* **Selected excerpt**:
1

I'm trying to split string using regular expression with python and get all the matched literals.

RE: \w+(\.?\w+)*

this need to capture [a-zA-Z0-9_] like stuff only.

Here is example

but when I try to match and get all the contents from string, it doesn't return proper results.

Code snippet:

>>> import re
>>> from pprint import pprint
>>> pattern = r"\w+(\.?\w+)*"
>>> string = """this is some test string and there are some digits as well that need to be captured as well like 1234567890 and 321 etc. But it should also select _ as well. I'm pretty sure that that RE does exactly the same.
... Oh wait, it also need to filter out the symbols like !@#$%^&*()-+=[]{}.,;:'"`| \(`.`)/
... 
... I guess that's it."""
>>> pprint(re.findall(r"\w+(.?\w+)*", string))
[' etc', ' well', ' same', ' wait', ' like', ' it']

it's only returning some of words, but actually it should return all the words, numbers and underscore(s)[as in linked example].

python version: Python 3.6.2 (default, Jul 17 2017, 16:44:45)

Thanks.

* **Dataset excerpt**:
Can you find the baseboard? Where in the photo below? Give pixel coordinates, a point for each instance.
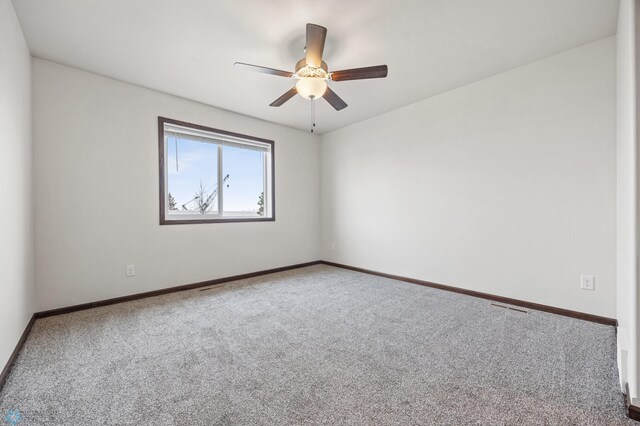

* **Short problem 1**: Translate this sentence from the post on Python regular expressions into French: "I'm trying to split string using regular expression with python and get all the matched literals."
* **Short problem 2**: In the post on Python regular expressions, substitute "regex" for "pattern" and reproduce the passage from "this need to" up to and including "exactly the same.".
The material has no connection to the post on Python regular expressions.

* **Correct response 1**: J'essaie de découper une chaîne à l'aide d'une expression régulière avec Python et d'obtenir tous les littéraux correspondants.

* **Correct response 2**:
this need to capture [a-zA-Z0-9_] like stuff only.

Here is example

but when I try to match and get all the contents from string, it doesn't return proper results.

Code snippet:

>>> import re
>>> from pprint import pprint
>>> regex = r"\w+(\.?\w+)*"
>>> string = """this is some test string and there are some digits as well that need to be captured as well like 1234567890 and 321 etc. But it should also select _ as well. I'm pretty sure that that RE does exactly the same.